▶ **PASSAGEM CITADA**

E acrescenta que “A interpretação que o Tribunal da Relação do Porto fez do artº 690 n.º 1 do C.P.C. (...) é inconstitucional por violação do (...) princípio do livre acesso ao direito, contido e com garantia plena no artº 20 da C.R.P., devendo, por isso, ser declara a Inconstitucionalidade, com força obrigatória geral da norma do artº 690 n.º 1 do C.P.C., aplicado pelo Tribunal , por violação do referido normativo Constitucional”.
E termina dizendo de novo que o recurso é interposto ao abrigo do disposto nas alíneas a), b), c) e f) do nº 1 do artigo 70º da Lei nº 28/82, de
15 de Novembro. Junta fotocópia do requerimento de apoio judiciário que dirigiu à Segurança Social. Os recorridos, notificados para o efeito, não se pronunciaram.

▶ **DADOS BRUTOS**
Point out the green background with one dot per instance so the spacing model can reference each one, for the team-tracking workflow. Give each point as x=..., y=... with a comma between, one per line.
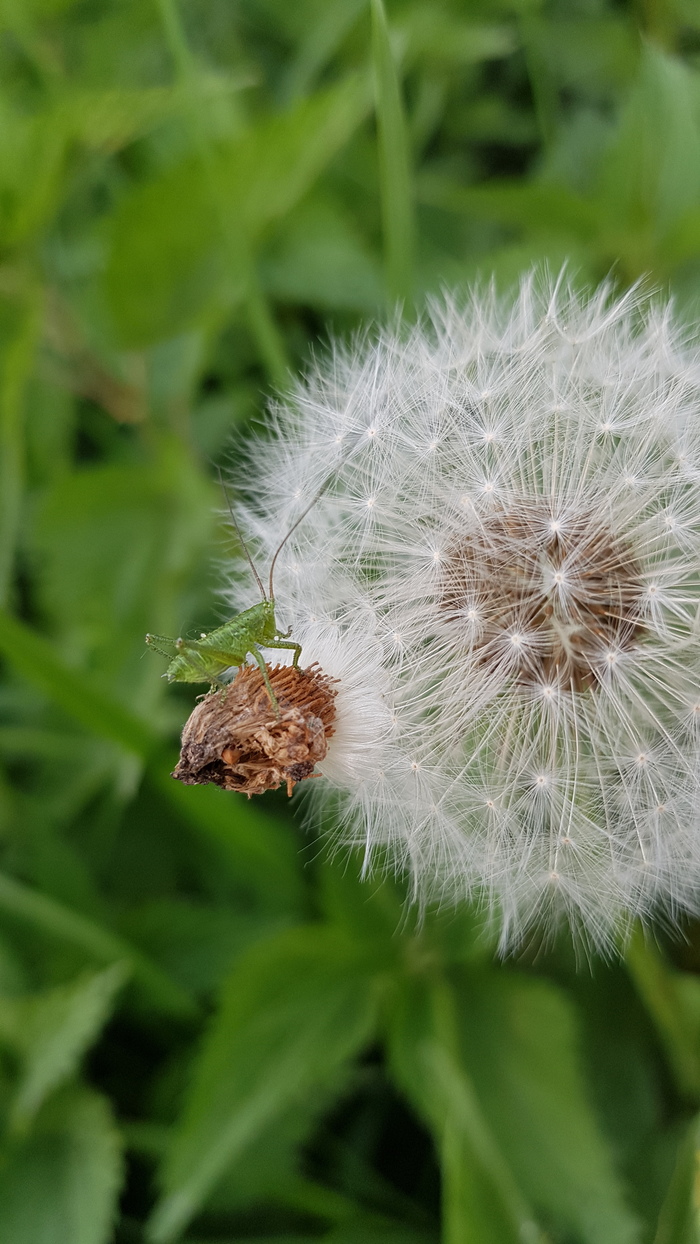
x=210, y=1029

▶ **TAREFAS A REALIZAR**
**a)** Responda às perguntas seguintes com base na passagem citada sobre o recurso:
(i) Em que artigo da C.R.P. está contido o princípio do livre acesso ao direito?
(ii) A que entidade foi dirigido o requerimento de apoio judiciário?
(iii) Qual foi a reação dos recorridos depois de notificados?
**b)** Prolongue a passagem citada sobre o recurso de inconstitucionalidade, começando logo após a última frase.

▶ **RESPOSTAS POR ORDEM**
**a)**
(i) No artº 20 da C.R.P.
(ii) À Segurança Social.
(iii) Não se pronunciaram.

**b)**
3. A reclamação é manifestamente infundada. Em primeiro lugar, porque nunca pode pretender-se, pela via do recurso de fiscalização concreta da constitucionalidade normativa, uma declaração de inconstitucionalidade com força obrigatória geral. Em segundo lugar, porque não é possível definir o objecto do recurso de forma apenas “implícita”, como pretende o reclamante. Note-se, aliás, que o mesmo reclamante atribui claramente a inconstitucionalidade à decisão de que recorre, não tendo sequer fundamento a pretensão de que, ao proceder desta forma, está a invocar a inconstitucionalidade de uma norma pela mesma aplicada. Em terceiro lugar, porque o reclamante continua a indicar que o recurso é interposto ao abrigo de disposições legais que definem recursos com fundamentos e requisitos diferentes, impedindo o Tribunal Constitucional de determinar que recurso pretendia interpôr.
4. Nestes termos, indefere-se a reclamação, confirmando-se a decisão de não conhecimento do recurso. Custas pelo reclamante, fixando-se a taxa de justiça em 20 ucs., independentemente do apoio judiciário que eventualmente venha a ser concedido.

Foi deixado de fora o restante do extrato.